- [WHAT IS NEEDED] Every entry below should be printed exactly.

Stored records
########

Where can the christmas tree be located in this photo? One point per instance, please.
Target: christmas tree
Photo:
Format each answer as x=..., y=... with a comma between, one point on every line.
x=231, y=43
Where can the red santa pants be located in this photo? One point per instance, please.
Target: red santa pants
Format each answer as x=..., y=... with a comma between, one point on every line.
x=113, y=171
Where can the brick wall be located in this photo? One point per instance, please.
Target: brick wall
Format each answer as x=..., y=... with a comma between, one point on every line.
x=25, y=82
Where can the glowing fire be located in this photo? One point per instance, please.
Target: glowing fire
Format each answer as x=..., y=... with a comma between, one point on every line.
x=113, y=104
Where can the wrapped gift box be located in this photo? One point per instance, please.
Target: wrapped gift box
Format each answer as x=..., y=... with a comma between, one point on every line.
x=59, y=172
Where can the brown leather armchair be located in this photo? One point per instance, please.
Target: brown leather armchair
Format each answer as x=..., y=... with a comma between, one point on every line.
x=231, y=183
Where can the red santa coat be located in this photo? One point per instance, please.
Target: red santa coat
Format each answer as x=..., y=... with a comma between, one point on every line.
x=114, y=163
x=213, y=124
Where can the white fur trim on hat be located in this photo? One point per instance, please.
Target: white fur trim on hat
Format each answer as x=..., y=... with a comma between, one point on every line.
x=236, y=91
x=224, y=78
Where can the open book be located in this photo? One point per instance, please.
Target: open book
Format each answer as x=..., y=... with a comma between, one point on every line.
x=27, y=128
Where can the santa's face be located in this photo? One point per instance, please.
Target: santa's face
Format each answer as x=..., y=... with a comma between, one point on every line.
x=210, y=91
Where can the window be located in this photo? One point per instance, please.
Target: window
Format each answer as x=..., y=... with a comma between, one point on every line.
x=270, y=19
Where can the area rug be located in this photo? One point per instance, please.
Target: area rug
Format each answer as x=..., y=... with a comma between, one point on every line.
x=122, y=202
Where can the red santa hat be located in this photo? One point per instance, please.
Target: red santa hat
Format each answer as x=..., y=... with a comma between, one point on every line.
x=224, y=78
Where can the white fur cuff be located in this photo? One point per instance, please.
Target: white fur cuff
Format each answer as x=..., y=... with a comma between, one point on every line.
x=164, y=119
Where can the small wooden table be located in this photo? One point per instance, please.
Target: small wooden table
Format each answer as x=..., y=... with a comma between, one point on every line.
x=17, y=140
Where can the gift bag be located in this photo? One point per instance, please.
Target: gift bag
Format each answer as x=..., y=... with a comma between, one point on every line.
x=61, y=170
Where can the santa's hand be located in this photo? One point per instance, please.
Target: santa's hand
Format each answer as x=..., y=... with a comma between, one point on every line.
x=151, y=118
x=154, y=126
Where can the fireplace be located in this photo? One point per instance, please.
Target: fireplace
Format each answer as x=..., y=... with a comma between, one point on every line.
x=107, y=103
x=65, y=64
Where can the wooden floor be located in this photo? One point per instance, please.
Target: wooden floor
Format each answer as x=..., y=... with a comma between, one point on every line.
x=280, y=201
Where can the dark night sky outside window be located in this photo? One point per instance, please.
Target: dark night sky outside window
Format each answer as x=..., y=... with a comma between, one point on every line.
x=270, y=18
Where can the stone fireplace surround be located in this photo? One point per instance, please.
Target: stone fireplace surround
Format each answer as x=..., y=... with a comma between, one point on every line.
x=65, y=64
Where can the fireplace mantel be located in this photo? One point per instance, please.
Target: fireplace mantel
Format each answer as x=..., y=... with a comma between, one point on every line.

########

- [RESULT OF THIS TASK]
Where can the christmas tree be located in this photo? One point per instance, please.
Target: christmas tree
Photo:
Format each answer as x=..., y=... with a comma between, one point on every line.
x=231, y=43
Where can the red santa pants be located in this photo? One point per instance, please.
Target: red santa pants
Format each answer as x=..., y=... with a comma between, one point on every line.
x=113, y=171
Where can the brick wall be located in this photo? One point per instance, please.
Target: brick wall
Format each answer as x=..., y=... with a comma between, one point on every line.
x=25, y=82
Where can the glowing fire be located in this photo? One point per instance, please.
Target: glowing fire
Format each answer as x=..., y=... with a comma between, one point on every line.
x=113, y=104
Where can the wrapped gift box be located in this photo? One point per instance, please.
Target: wrapped gift box
Format each answer as x=..., y=... with a comma between, one point on every line.
x=59, y=172
Where can the brown leather armchair be located in this photo? One point per instance, please.
Target: brown leather armchair
Format each answer as x=..., y=... with a comma between, one point on every line.
x=231, y=183
Where can the red santa coat be located in this photo? One point per instance, please.
Target: red santa coat
Format each answer as x=..., y=... with a comma between, one point on every line.
x=114, y=163
x=213, y=124
Where can the white fur trim on hat be located in this photo? One point per instance, please.
Target: white fur trim on hat
Format each answer as x=..., y=... with a comma between, one point on every line.
x=236, y=91
x=224, y=78
Where can the open book be located in this photo? One point per instance, please.
Target: open book
Format each answer as x=..., y=... with a comma between, one point on every line.
x=27, y=128
Where can the santa's face be located in this photo? One point per instance, please.
Target: santa's face
Format each answer as x=..., y=... with a comma between, one point on every line.
x=210, y=91
Where can the window be located in this photo? One point per instance, please.
Target: window
Format each answer as x=..., y=... with a comma between, one point on every line.
x=270, y=19
Where can the area rug be located in this photo? One point per instance, please.
Target: area rug
Format each answer as x=..., y=... with a comma between, one point on every line.
x=122, y=202
Where can the red santa hat be located in this photo? One point per instance, please.
Target: red santa hat
Format each answer as x=..., y=... with a comma between, one point on every line.
x=224, y=78
Where can the white fur cuff be located in this photo? One point per instance, please.
Target: white fur cuff
Format each answer as x=..., y=... with a comma between, one point on every line.
x=164, y=119
Where can the small wooden table be located in this photo? One point per instance, please.
Target: small wooden table
Format each answer as x=..., y=... with a comma between, one point on every line.
x=17, y=140
Where can the gift bag be located in this photo? One point per instance, please.
Target: gift bag
Format each answer as x=..., y=... with a comma between, one point on every line.
x=61, y=170
Where can the santa's hand be located in this photo? One point per instance, please.
Target: santa's hand
Format each answer as x=..., y=... with a comma between, one point on every line.
x=151, y=118
x=154, y=126
Where can the fireplace be located in this photo? One point per instance, please.
Target: fireplace
Format each answer as x=..., y=... with a comma between, one point on every line.
x=107, y=103
x=65, y=64
Where can the wooden floor be located in this photo? One point per instance, please.
Target: wooden floor
Format each answer as x=..., y=... with a comma between, one point on every line.
x=280, y=201
Where can the dark night sky outside window be located in this photo? One point per instance, please.
Target: dark night sky outside window
Format each answer as x=..., y=... with a comma between, one point on every line.
x=270, y=18
Where can the stone fireplace surround be located in this photo? One point per instance, please.
Target: stone fireplace surround
Format each answer as x=..., y=... with a comma between, one point on every line.
x=65, y=64
Where can the fireplace mantel be located in this photo? One point per instance, please.
Target: fireplace mantel
Format each answer as x=..., y=... with a comma between, one point on every line.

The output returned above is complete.